_SOURCE TEXT_
════════
In case if there are huge amount of tuples the whole
memory goes to coredump file even if we don't need it
for problem investigation. In result coredump may
blow up to gigabytes in size.

Lets allow to exclude this memory from dumping via
box.cfg::strip_core boolean parameter.

Note that the tuple's arena is used not only for tuples
themselves but for memtx->index_extent_pool and
memtx->iterator_pool as well, so they are affected
too.

Fixes #3509

@TarantoolBot document
Title: Document box.cfg.strip_core

When Tarantool runs under a heavy load the memory allocated
for tuples may be very huge in size and to eliminate this
memory from being present in `coredump` file the `box.cfg.strip_core`
parameter should be set to `true`.

The default value is `false`.
---
v2:
 - Use strip_core name for box parameter
 - Pass cfg_geti directly to functions
 - vy_mem_env_create for now left as it was,
   simply because we can't use cfg_geti there
   (linking with library fails), I think we can
   address it on top later
v5:
 - Cover all code with new SLAB_ARENA_FLAG_ entries
   (actually there was one place only: memory_init)
 - In load_cfg do test if we support SMALL_FEATURE_DONTDUMP
   runtime and print a warning if we not.

 src/box/box.cc           |  1 +
 src/box/lua/load_cfg.lua |  2 ++
 src/box/memtx_engine.c   |  4 ++--
 src/box/memtx_engine.h   |  9 ++++++---
 src/box/tuple.c          | 15 ++++++++++++---
 src/box/tuple.h          |  2 +-
 src/box/vy_mem.c         |  2 +-
 src/lib/core/memory.c    |  2 +-
 src/main.cc              | 12 ++++++++++++
 test/box/admin.result    |  2 ++
 test/box/cfg.result      |  4 ++++
 11 files changed, 44 insertions(+), 11 deletions(-)

diff --git a/src/box/box.cc b/src/box/box.cc
index 7828f575b..57419ee01 100644
--- a/src/box/box.cc
+++ b/src/box/box.cc
@@ -1681,6 +1681,7 @@ engine_init()
════════
_LISTED RECORDS_
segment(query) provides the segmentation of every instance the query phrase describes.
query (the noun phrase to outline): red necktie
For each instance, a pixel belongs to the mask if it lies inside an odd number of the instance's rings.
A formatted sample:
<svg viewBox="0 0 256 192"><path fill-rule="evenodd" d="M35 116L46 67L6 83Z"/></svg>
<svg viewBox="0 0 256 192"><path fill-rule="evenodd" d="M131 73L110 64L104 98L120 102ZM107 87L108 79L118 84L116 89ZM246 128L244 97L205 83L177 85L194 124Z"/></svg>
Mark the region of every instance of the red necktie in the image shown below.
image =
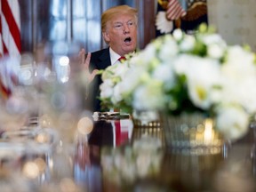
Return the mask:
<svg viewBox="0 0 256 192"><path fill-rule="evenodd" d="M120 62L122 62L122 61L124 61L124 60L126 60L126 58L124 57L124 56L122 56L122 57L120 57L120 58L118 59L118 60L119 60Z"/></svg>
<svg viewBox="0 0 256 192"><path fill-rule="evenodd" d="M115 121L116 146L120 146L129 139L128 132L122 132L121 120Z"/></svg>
════════
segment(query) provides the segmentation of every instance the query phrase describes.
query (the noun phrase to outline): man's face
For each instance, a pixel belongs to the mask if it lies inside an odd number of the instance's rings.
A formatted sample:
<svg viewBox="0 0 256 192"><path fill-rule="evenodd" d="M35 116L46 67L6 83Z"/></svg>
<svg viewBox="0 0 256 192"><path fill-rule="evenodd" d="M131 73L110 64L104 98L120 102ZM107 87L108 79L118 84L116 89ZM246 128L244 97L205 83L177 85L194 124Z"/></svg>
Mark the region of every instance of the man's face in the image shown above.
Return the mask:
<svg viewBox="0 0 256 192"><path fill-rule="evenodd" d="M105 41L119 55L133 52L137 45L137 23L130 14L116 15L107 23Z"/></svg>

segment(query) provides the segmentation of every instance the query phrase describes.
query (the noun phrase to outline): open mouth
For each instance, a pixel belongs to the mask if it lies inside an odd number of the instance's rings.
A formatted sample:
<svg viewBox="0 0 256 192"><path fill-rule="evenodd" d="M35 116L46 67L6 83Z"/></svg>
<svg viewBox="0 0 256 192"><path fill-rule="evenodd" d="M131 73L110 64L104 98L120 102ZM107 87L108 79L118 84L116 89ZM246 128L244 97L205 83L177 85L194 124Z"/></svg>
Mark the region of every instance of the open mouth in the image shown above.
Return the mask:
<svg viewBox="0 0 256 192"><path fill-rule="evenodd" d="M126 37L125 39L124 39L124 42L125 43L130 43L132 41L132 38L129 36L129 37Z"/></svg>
════════
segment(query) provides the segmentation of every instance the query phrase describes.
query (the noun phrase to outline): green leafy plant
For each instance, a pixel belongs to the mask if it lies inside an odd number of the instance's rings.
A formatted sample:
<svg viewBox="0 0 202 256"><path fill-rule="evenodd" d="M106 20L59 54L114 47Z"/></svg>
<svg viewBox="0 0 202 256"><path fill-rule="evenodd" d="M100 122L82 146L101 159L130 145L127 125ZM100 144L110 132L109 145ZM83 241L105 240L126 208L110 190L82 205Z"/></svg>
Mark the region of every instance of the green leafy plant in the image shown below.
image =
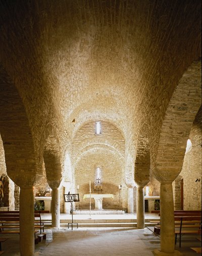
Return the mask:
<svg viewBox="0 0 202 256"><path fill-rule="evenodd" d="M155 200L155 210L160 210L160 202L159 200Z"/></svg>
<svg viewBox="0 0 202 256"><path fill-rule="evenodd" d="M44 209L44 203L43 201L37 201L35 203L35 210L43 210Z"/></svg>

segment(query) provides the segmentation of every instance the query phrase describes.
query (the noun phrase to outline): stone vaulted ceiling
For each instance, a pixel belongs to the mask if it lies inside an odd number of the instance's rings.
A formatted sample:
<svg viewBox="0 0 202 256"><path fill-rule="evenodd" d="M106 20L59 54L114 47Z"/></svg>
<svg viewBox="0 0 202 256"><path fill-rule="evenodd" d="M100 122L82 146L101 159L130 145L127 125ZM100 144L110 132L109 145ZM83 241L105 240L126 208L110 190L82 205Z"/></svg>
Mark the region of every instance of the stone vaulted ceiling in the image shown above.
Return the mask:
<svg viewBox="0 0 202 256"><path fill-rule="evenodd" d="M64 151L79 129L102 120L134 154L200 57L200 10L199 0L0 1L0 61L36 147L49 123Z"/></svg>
════════
From the strip_core patch above, extract word for word the passage that opens with the words containing "The default value" and closes with "place only: memory_init)".

_THE OUTPUT_
The default value is `false`.
---
v2:
 - Use strip_core name for box parameter
 - Pass cfg_geti directly to functions
 - vy_mem_env_create for now left as it was,
   simply because we can't use cfg_geti there
   (linking with library fails), I think we can
   address it on top later
v5:
 - Cover all code with new SLAB_ARENA_FLAG_ entries
   (actually there was one place only: memory_init)